→ **GIVEN TASK 1**
Return the part of the text on bootstrapping a compiler from "- building the C library requires a compiler" to "the kernel headers.", word for word.

*** TEXT SHOWN ***

A needs B which needs A. This is the classic chicken'n'egg problem... This

is solved by building a stripped-down compiler that does not need the C

library, but is capable of building it. We call it a bootstrap, initial, or

core compiler. So here is the new dependency list:

  - the final compiler needs the C library, to know how to use it,

  - building the C library requires a core compiler

but:

  - the core compiler needs the C library headers and start files, to know

    how to use the C library

B needs C which needs B. Chicken'n'egg, again. To solve this one, we will

need to build a C library that will only install its headers and start

files. The start files are a very few files that gcc needs to be able to

turn on thread local storage (TLS) on an NPTL system. So now we have:

  - the final compiler needs the C library, to know how to use it,

  - building the C library requires a core compiler

  - the core compiler needs the C library headers and start files, to know

    how to use the C library

but:

  - building the start files require a compiler

Geez... C needs D which needs C, yet again. So we need to build a yet

simpler compiler, that does not need the headers and does need the start

files. This compiler is also a bootstrap, initial or core compiler. In order

to differentiate the two core compilers, let's call that one "core pass 1",

and the former one "core pass 2". The dependency list becomes:

  - the final compiler needs the C library, to know how to use it,

  - building the C library requires a compiler

  - the core pass 2 compiler needs the C library headers and start files,

    to know how to use the C library

  - building the start files requires a compiler

  - we need a core pass 1 compiler

And as we said earlier, the C library also requires the kernel headers.

*** LISTED RECORDS ***

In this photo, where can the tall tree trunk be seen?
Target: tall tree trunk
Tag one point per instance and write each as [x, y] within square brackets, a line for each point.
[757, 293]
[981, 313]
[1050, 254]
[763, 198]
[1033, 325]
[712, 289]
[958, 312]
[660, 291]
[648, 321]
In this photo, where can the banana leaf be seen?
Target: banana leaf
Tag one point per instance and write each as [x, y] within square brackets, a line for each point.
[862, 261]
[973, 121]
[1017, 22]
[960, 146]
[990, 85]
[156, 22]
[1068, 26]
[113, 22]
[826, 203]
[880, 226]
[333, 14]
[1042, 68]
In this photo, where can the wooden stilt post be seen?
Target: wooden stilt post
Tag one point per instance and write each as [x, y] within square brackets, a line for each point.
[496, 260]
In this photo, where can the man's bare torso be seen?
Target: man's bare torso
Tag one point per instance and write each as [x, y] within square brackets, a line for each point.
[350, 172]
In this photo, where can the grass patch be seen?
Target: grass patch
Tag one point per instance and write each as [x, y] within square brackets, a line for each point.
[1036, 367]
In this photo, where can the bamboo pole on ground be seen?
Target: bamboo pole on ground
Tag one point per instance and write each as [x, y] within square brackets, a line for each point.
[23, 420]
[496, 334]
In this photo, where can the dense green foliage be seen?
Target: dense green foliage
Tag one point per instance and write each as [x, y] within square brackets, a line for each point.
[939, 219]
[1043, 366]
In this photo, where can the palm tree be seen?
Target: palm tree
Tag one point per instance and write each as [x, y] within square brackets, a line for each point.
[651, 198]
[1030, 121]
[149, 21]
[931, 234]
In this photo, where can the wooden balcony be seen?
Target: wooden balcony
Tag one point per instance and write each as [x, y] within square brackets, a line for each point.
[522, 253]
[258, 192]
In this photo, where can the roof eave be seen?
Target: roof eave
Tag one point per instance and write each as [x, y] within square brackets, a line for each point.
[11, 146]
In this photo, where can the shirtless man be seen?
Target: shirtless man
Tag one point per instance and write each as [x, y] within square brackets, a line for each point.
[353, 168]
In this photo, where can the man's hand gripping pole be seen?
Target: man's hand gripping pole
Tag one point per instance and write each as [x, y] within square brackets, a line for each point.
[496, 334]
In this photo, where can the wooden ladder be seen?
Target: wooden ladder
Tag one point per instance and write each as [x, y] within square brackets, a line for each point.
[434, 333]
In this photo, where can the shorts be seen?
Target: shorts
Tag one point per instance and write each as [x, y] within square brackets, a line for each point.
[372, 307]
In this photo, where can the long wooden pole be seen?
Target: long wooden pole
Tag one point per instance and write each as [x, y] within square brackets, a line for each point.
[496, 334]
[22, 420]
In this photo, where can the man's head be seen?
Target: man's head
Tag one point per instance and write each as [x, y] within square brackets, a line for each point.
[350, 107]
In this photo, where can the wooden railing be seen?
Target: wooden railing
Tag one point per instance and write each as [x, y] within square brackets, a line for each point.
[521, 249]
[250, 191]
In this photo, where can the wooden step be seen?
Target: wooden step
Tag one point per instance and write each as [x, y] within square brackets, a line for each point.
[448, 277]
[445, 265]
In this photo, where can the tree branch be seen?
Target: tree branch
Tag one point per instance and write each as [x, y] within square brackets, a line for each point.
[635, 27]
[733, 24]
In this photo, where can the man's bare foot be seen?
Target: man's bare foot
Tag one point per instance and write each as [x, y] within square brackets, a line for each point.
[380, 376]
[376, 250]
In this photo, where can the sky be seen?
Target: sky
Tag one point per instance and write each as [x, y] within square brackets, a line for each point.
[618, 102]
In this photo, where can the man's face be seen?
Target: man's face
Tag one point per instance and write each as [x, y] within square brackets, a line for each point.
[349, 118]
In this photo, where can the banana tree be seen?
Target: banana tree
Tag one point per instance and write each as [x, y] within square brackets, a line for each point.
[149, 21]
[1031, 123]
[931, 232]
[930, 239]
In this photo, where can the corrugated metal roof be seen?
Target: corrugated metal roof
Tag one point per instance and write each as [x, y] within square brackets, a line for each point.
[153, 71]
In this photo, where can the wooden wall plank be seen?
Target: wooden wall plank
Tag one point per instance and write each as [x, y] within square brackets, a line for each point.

***

→ **GIVEN TASK 2**
Retype the rows from the line with "In this photo, where can the tree" through the last line of the rows, keeping every character unchanged.

→ **SOLUTION 1**
- building the C library requires a compiler

  - the core pass 2 compiler needs the C library headers and start files,

    to know how to use the C library

  - building the start files requires a compiler

  - we need a core pass 1 compiler

And as we said earlier, the C library also requires the kernel headers.

→ **SOLUTION 2**
In this photo, where can the tree branch be seen?
Target: tree branch
Tag one point per instance and write each as [x, y] within square brackets, a line for each point.
[635, 27]
[733, 24]
In this photo, where can the man's bare foot be seen?
Target: man's bare foot
Tag one point per instance and write each as [x, y] within square brackets, a line for each point.
[380, 376]
[376, 250]
In this photo, where can the sky be seen?
Target: sky
Tag one point per instance and write each as [x, y] within square brackets, a line for each point.
[618, 102]
In this photo, where can the man's face be seen?
Target: man's face
Tag one point per instance and write each as [x, y] within square brackets, a line for each point.
[349, 118]
In this photo, where can the banana tree be seen?
Target: banana tree
Tag one point per instance and write each as [x, y] within square brackets, a line for each point.
[149, 21]
[1031, 123]
[931, 232]
[930, 239]
In this photo, where can the corrugated metal roof be seen?
Target: corrugated metal roof
Tag one point per instance and write each as [x, y] within square brackets, a line for each point.
[153, 71]
In this photo, where can the wooden wall plank be seen?
Target: wooden wall plank
Tag one point per instance and write each as [x, y] within square brackets, a line for each point.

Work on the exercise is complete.